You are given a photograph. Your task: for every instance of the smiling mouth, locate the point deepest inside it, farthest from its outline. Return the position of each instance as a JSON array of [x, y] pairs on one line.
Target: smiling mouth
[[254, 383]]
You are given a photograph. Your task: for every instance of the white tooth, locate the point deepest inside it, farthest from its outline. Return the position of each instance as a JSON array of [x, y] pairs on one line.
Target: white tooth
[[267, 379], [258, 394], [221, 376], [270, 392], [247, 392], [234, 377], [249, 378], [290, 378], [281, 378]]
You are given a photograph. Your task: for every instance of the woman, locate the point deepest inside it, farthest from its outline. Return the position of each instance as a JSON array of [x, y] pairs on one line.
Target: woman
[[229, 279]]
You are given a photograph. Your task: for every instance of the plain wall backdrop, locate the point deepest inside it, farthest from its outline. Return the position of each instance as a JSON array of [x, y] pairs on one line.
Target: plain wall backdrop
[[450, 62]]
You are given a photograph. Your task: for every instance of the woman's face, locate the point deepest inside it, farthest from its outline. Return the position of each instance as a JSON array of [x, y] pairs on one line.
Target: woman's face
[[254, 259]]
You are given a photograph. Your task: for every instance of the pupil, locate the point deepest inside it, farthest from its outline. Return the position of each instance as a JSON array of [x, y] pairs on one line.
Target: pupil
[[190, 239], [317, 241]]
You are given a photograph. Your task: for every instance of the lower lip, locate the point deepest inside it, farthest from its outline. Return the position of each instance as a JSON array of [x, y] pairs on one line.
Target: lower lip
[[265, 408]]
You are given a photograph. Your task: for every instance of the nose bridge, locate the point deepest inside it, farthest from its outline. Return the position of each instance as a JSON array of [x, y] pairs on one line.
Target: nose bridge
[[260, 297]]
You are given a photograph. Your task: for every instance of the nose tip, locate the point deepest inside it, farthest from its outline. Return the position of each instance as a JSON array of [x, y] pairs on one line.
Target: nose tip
—————
EXERCISE REQUIREMENTS: Give back all of the records above, line for line and word for word, with nothing changed.

CORRECT ANSWER:
You are given a photograph. Your task: for every instance of the smiling mouth, locate the point deepest inside it, farthest from its outline. Return the position of each instance as a JSON array of [x, y] pairs on one line.
Target: smiling mouth
[[254, 383]]
You are given a photograph. Your task: for every instance of the white tooth, locate the point deepest inside it, farthest from its outline. Return the position of each instance as a JSON array of [x, y] pairs on one line.
Target: white tooth
[[267, 379], [258, 394], [221, 376], [270, 392], [247, 392], [234, 377], [249, 378], [290, 378], [281, 378]]
You are given a photograph. Your task: for every instance of the woman, locate the point deepest inside it, farthest from its outline. Return the position of each instance as a JSON array of [x, y] pairs on one line.
Target: woman
[[229, 279]]
You are given a photograph. Your task: for every instance of the plain wall backdrop, locate the point deepest inside it, farthest from its outline. Return the position of each instance as a JSON array of [x, y] pairs on one line.
Target: plain wall backdrop
[[450, 62]]
You are given a photograph. Your task: for every instance of the woman's face, locate the point deepest inside it, farthest from its outline. Return the position of each instance as a JSON array of [x, y] pairs on one line.
Target: woman's face
[[254, 259]]
You are given a photograph. Your task: for every instance of the pupil, locate the point deepest inside it, farthest from its outline. Return the position of each instance as a JSON array of [x, y] pairs on one line.
Target: pupil
[[190, 239], [317, 241]]
You are given a photograph. Your task: for every instance of the lower lip, locate the point deepest inside it, farthest from its outline. Return the position of each instance as a JSON array of [x, y] pairs on one line.
Target: lower lip
[[265, 408]]
You are given a photograph. Your task: for every instance of the nose bridge, locate the point deepest inside it, farthest from its outline. Return the position of each instance as a JSON array of [x, y] pairs on one line.
Target: nose bridge
[[260, 297]]
You are given a photograph. Your task: for every instance of the nose tip, locate the point deepest inside it, farthest from its outline. Return the position of each instance as a JSON array of [x, y] pairs on one line.
Target: nose tip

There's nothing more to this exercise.